Reproduce every entry that follows word for word, but omit the images.

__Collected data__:
● ● ● ● ● ● ●
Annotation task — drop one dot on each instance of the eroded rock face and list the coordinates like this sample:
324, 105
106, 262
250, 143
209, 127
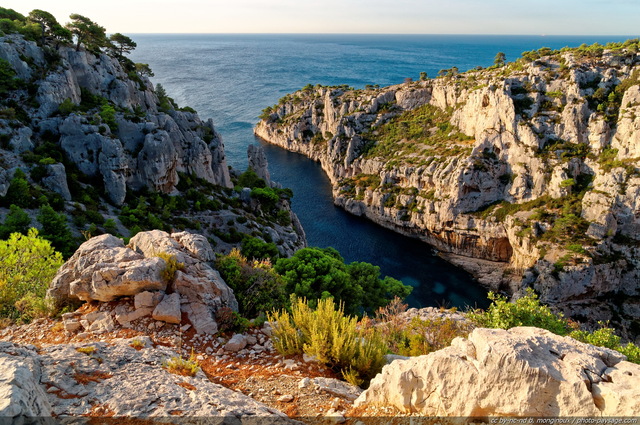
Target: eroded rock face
530, 133
258, 162
59, 380
520, 372
147, 149
103, 269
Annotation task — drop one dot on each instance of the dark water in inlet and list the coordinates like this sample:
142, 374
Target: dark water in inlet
231, 78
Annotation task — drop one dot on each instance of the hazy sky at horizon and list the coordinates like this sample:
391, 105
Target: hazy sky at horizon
550, 17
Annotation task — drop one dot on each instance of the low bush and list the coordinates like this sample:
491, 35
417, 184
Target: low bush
417, 336
184, 367
333, 338
606, 337
27, 266
168, 273
525, 311
257, 286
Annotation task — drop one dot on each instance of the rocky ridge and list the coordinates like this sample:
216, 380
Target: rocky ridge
97, 142
531, 168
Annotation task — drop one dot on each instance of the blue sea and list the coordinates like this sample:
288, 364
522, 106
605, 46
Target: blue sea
232, 77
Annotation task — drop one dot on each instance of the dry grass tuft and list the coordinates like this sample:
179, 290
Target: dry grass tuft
85, 378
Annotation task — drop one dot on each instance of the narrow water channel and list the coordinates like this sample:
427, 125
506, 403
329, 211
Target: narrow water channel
435, 281
232, 77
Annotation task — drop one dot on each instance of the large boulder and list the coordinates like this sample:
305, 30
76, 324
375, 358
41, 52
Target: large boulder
103, 269
520, 372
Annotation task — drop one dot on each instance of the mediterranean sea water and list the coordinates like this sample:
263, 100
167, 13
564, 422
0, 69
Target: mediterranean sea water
231, 78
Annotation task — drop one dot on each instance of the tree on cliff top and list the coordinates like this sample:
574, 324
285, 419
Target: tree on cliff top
87, 32
122, 44
49, 26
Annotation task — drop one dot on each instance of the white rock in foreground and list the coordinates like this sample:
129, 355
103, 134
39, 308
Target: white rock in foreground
59, 380
103, 269
520, 372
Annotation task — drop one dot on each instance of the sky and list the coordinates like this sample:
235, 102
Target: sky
535, 17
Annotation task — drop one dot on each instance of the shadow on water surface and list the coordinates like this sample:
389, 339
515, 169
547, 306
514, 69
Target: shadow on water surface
435, 281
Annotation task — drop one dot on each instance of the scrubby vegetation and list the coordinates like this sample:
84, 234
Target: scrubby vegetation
415, 136
28, 263
181, 366
528, 311
333, 338
320, 273
311, 273
256, 285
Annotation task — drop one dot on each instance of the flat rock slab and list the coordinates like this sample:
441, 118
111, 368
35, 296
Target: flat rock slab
117, 379
524, 371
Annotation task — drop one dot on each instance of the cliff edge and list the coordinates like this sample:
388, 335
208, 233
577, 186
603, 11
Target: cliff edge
529, 168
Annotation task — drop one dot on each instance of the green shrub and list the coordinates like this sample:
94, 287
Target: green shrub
606, 337
257, 286
172, 265
266, 196
525, 311
321, 273
184, 367
420, 336
56, 230
108, 116
67, 107
255, 248
16, 221
27, 266
333, 338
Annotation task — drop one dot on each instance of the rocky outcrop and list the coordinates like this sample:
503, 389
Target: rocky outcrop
● ● ● ● ● ● ●
__Task response__:
Annotation task — drop one dot on each instance of the eroded rock face and list the coordinates like this sample:
324, 105
106, 262
250, 143
209, 127
Target: eroded rock face
530, 133
258, 162
59, 380
520, 372
147, 149
103, 269
Annotation task — drop one dot on each instance of the dark water in inlet and list the coordinates like this sample:
142, 374
Target: dark water in inlet
231, 78
Annotation task — drop one dot on each instance of the hazy sky at horizon and list the coordinates like this sample:
391, 105
Target: hazy sky at horizon
550, 17
Annotation task — drop one dot on each instance of the low bush and list the coordinates like this sample:
491, 35
417, 184
Target: low bush
417, 336
184, 367
333, 338
606, 337
27, 266
168, 273
525, 311
257, 286
Annotation task — drop one dot on each instance of the rocky ridge and list the coordinates like this sample:
216, 380
Target: rocky ridge
97, 142
531, 168
Annotation task — drop one dot on each instance of the blue sea and list the coordinates like this sample:
288, 364
522, 106
605, 46
Target: blue sea
232, 77
Annotation task — drop one dot on each instance of the dry grass tuft and list the coordinates like this sample:
179, 290
Target: dry grass tuft
85, 378
Annotation task — drop one dot on each instance of the narrow water channel and list the coordinates like this sample:
427, 125
506, 403
329, 211
Target: narrow water channel
435, 281
232, 77
Annotation task — drop one dot on each instance of the large boulder and list the coordinates like this sample:
305, 30
76, 324
375, 358
41, 52
Target: large boulder
103, 269
520, 372
Annotation task — drop one dot on each instance of the mediterranean sea water and list the coordinates like this sample:
263, 100
167, 13
564, 422
0, 69
Target: mediterranean sea water
231, 78
Annotation task — drop one dot on each instance of the tree on cliff top and list the coordinates like this sample:
574, 324
285, 419
Target: tree on cliff top
87, 32
122, 44
49, 26
Annotation task — drop one dot on each instance of the white rock in foreground and list the coordinates like this sample:
129, 355
103, 134
39, 308
Target: white rock in foreground
59, 380
103, 269
520, 372
Annotation task — drop one dot on each instance of the sky and list the coordinates like this sample:
235, 102
Target: sky
535, 17
Annotation task — drop one dot on each instance of the shadow on water surface and list the coordinates like this sample:
389, 339
515, 169
547, 306
514, 69
Target: shadow on water surface
435, 281
Annotation task — drop one dot on each instance of the scrubby vegetation and list the coordinates like this sample:
84, 234
Target: scrubby vegetation
415, 136
28, 263
181, 366
528, 311
333, 338
320, 273
311, 273
256, 285
Annotation task — drop one dot on each instance of the flat rock slab and list the coordinates like this sample:
441, 118
111, 368
35, 296
Target: flat rock slab
117, 379
524, 371
Annotation task — drop one dot on each instance of the cliff edge and list the coordinates like this sample:
388, 335
208, 233
577, 186
603, 11
Target: cliff edge
529, 168
Annotation task — drop one dot on each instance of the green shrub and list the coordinates like this sample:
94, 287
Target: green shrub
606, 337
257, 286
172, 265
266, 196
525, 311
321, 273
184, 367
420, 336
56, 230
108, 116
67, 107
255, 248
16, 221
27, 266
333, 338
Annotation task — drop one dot on each instance of the rocky outcrop and list the coordinates like this sample:
503, 389
Target: rocky outcrop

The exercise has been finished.